▶ [What to work on]: In the items below, take the stretch from the line containing "the white daffodil" through the line containing "pixel 339 759" and switch "daffodil flower" to "narcissus bloom". Give back only those lines, with everything else unchanged.

▶ [Records provided]:
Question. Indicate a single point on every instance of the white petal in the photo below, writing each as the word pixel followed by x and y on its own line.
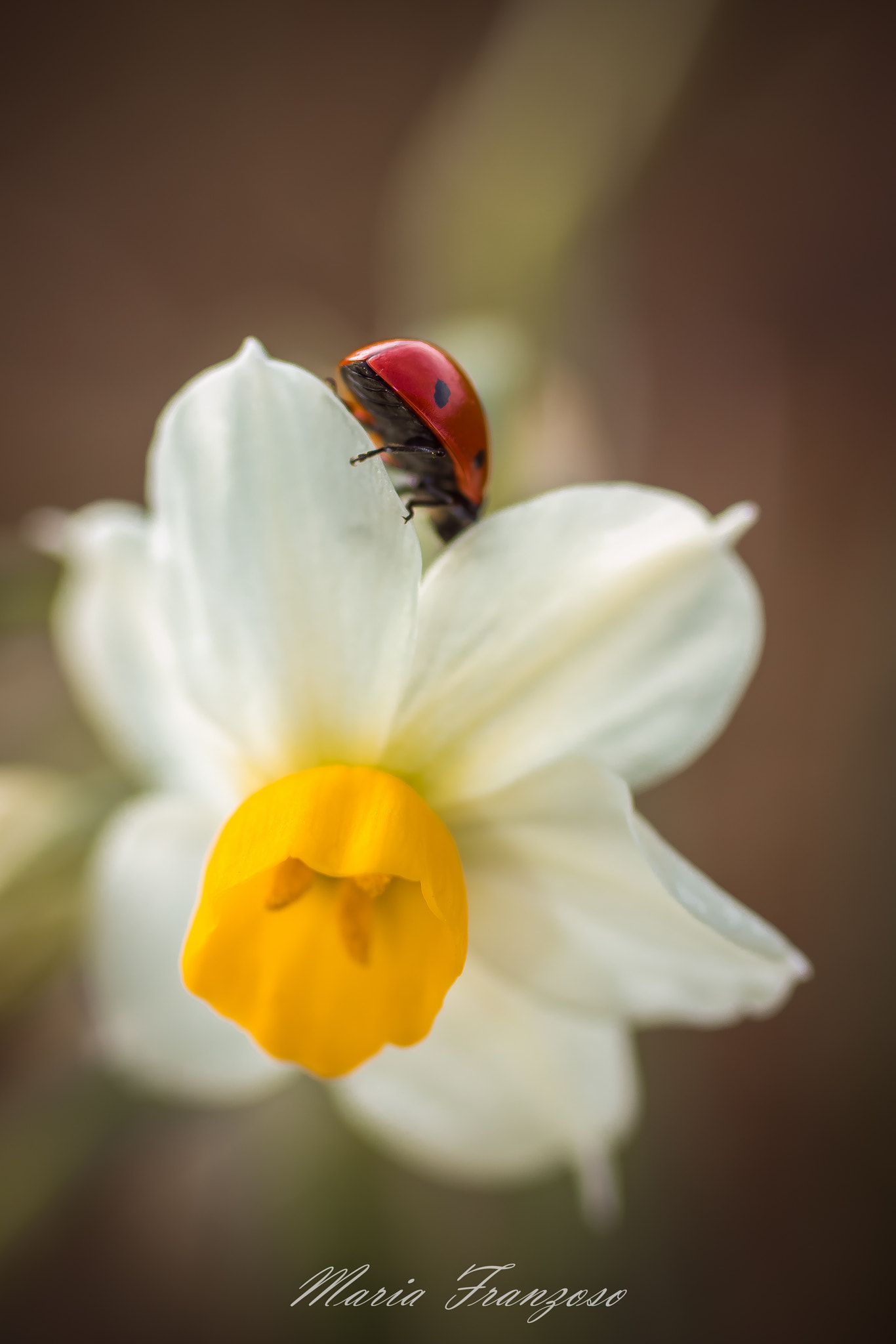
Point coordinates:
pixel 580 901
pixel 150 1026
pixel 291 577
pixel 611 614
pixel 113 641
pixel 501 1087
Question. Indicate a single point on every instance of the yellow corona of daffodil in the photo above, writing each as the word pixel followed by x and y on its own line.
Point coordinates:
pixel 339 760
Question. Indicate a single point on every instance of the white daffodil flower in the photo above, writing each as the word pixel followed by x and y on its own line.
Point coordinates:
pixel 339 759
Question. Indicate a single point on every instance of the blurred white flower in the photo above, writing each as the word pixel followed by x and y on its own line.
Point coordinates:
pixel 264 627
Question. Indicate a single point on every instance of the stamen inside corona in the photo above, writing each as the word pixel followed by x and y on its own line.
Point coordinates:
pixel 332 917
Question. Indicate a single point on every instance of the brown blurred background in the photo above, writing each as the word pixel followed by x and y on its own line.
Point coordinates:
pixel 661 234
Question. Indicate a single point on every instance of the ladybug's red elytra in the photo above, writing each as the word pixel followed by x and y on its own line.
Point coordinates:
pixel 422 408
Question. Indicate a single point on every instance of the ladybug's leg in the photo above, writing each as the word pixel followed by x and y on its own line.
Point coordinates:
pixel 361 457
pixel 397 448
pixel 419 501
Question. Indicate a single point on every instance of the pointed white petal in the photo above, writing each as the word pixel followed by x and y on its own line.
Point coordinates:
pixel 501 1087
pixel 146 885
pixel 613 614
pixel 577 898
pixel 291 577
pixel 112 639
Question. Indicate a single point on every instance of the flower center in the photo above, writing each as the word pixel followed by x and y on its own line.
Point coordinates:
pixel 332 917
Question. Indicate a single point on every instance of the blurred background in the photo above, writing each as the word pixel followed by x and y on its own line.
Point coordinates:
pixel 660 234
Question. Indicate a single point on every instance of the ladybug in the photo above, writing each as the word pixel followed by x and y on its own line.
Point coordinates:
pixel 424 408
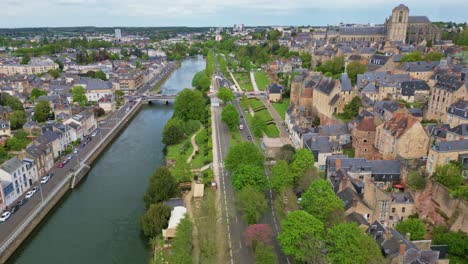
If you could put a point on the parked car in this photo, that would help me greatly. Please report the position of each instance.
(5, 216)
(45, 179)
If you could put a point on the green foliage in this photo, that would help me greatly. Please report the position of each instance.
(249, 175)
(173, 132)
(230, 116)
(416, 181)
(457, 242)
(41, 111)
(297, 229)
(190, 105)
(281, 176)
(35, 93)
(79, 95)
(414, 226)
(17, 119)
(302, 161)
(162, 186)
(225, 94)
(245, 153)
(155, 219)
(181, 245)
(252, 203)
(449, 175)
(351, 109)
(320, 201)
(347, 244)
(264, 254)
(353, 69)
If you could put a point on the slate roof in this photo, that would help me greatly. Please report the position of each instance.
(448, 146)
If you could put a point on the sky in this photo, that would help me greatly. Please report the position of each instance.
(195, 13)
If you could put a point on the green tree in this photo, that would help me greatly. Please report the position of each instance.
(281, 176)
(41, 111)
(414, 226)
(297, 229)
(181, 245)
(246, 175)
(190, 105)
(302, 161)
(173, 132)
(225, 94)
(252, 203)
(79, 95)
(155, 219)
(243, 154)
(161, 187)
(230, 116)
(17, 119)
(416, 181)
(320, 201)
(35, 93)
(25, 59)
(353, 69)
(347, 244)
(449, 175)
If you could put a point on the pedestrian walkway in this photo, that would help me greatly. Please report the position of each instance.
(254, 82)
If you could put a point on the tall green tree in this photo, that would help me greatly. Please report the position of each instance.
(162, 186)
(414, 226)
(230, 116)
(297, 229)
(347, 244)
(190, 105)
(79, 95)
(155, 219)
(320, 201)
(41, 111)
(252, 203)
(243, 154)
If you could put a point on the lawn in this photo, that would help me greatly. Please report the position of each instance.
(243, 79)
(282, 106)
(262, 80)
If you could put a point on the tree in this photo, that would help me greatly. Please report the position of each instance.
(35, 93)
(190, 105)
(225, 94)
(414, 226)
(17, 119)
(353, 69)
(243, 154)
(347, 244)
(161, 187)
(100, 75)
(155, 219)
(249, 175)
(449, 175)
(25, 59)
(264, 254)
(230, 116)
(296, 229)
(302, 161)
(173, 132)
(281, 176)
(320, 201)
(79, 95)
(251, 203)
(416, 181)
(41, 111)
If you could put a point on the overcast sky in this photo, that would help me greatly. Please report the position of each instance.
(39, 13)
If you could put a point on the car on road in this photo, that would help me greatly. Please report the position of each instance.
(45, 179)
(5, 216)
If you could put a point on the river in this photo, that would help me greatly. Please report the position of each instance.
(98, 222)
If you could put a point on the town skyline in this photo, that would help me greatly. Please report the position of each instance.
(207, 13)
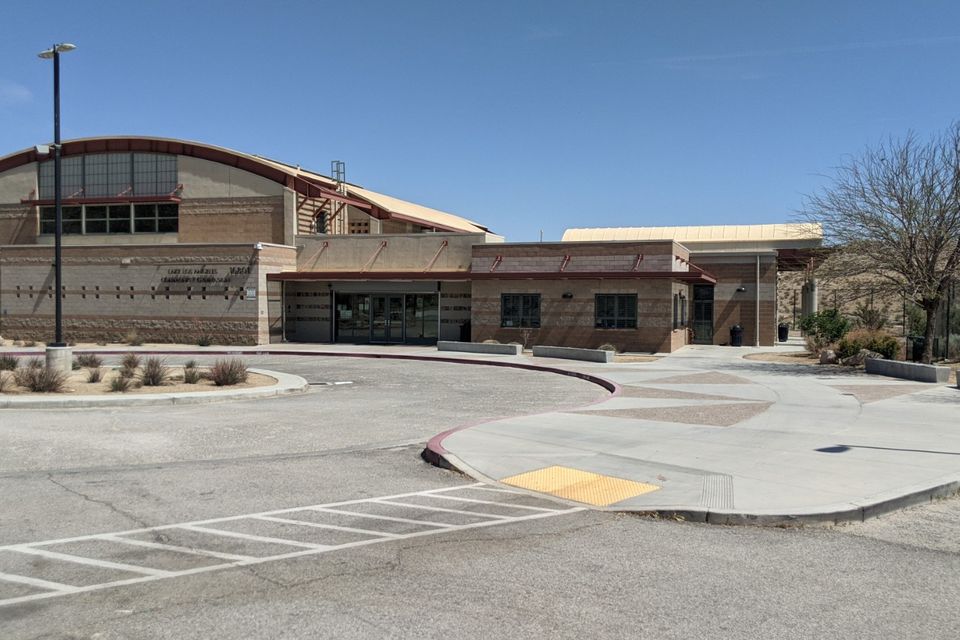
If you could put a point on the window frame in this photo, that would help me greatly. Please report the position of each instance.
(619, 319)
(125, 224)
(527, 314)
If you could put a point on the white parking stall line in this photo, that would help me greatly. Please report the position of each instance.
(397, 503)
(344, 512)
(93, 562)
(499, 504)
(247, 536)
(37, 582)
(333, 527)
(174, 548)
(301, 549)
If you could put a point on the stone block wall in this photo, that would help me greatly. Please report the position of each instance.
(162, 293)
(257, 219)
(570, 322)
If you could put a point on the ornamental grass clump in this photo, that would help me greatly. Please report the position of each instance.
(191, 375)
(129, 365)
(41, 379)
(121, 384)
(228, 372)
(155, 373)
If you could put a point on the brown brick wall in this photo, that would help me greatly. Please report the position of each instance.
(232, 219)
(570, 322)
(18, 224)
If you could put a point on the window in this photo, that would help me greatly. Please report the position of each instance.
(520, 310)
(110, 175)
(114, 218)
(616, 311)
(72, 220)
(679, 310)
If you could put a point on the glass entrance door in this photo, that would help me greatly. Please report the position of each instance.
(386, 318)
(703, 314)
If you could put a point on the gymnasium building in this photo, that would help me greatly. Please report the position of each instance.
(179, 241)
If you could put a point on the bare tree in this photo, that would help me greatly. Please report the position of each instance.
(893, 214)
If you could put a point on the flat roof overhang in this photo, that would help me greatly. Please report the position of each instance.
(692, 277)
(695, 277)
(799, 259)
(308, 276)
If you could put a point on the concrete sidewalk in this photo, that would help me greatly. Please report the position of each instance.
(711, 436)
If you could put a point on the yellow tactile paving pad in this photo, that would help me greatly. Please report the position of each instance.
(579, 486)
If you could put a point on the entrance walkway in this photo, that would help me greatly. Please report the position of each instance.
(712, 436)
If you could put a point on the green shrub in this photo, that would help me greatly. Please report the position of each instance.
(88, 360)
(228, 372)
(121, 384)
(878, 341)
(191, 375)
(154, 373)
(824, 328)
(131, 361)
(41, 379)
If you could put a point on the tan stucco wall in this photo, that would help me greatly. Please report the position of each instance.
(18, 183)
(400, 253)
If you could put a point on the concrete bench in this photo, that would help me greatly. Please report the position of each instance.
(570, 353)
(480, 347)
(908, 370)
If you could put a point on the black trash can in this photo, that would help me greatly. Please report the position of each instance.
(736, 336)
(916, 350)
(783, 331)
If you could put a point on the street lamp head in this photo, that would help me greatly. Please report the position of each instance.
(58, 48)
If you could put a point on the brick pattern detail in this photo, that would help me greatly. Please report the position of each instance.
(232, 219)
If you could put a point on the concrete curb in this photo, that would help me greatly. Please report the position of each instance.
(828, 515)
(286, 384)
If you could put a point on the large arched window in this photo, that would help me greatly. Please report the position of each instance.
(111, 175)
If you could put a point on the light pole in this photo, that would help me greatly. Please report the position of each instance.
(59, 357)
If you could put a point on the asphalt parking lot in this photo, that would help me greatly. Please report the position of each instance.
(573, 573)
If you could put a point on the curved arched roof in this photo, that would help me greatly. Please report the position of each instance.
(304, 182)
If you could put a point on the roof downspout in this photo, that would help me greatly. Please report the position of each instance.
(756, 329)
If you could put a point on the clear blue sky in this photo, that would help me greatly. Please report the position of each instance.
(524, 115)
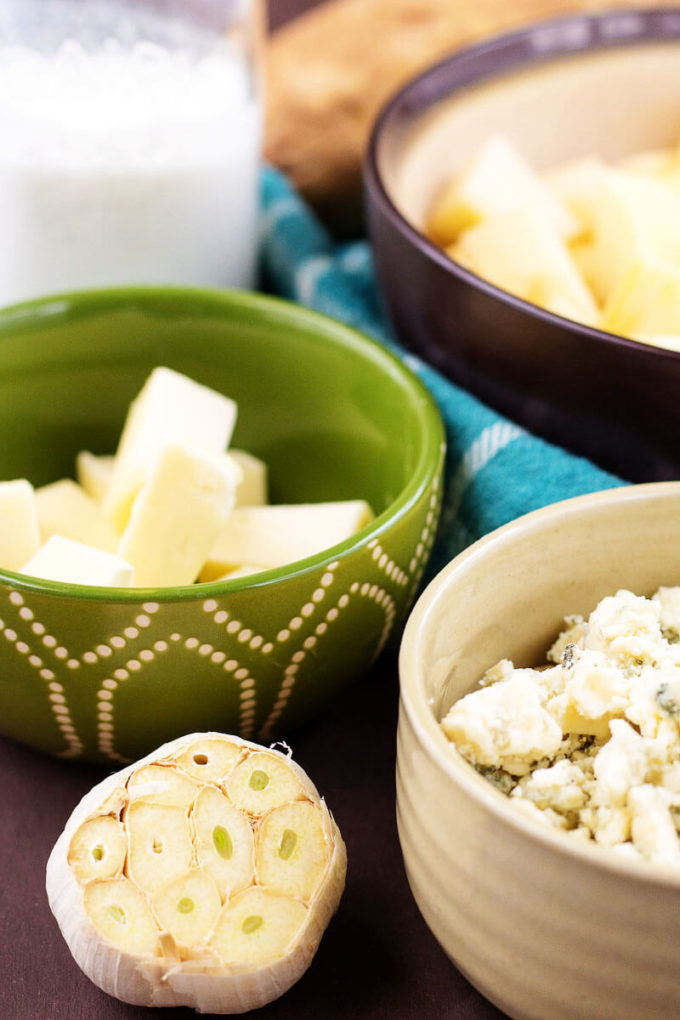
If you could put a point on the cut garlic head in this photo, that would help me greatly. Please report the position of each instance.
(203, 875)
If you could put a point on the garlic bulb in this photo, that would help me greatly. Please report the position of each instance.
(203, 875)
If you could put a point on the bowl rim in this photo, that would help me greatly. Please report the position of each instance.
(417, 709)
(476, 63)
(432, 445)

▶ [Solution to this problem]:
Question. Indicate a single point on every instance of the white narcissus bloom in the photo above, writing each as the word pixel followed by x and y on its own line.
Point coordinates:
pixel 339 759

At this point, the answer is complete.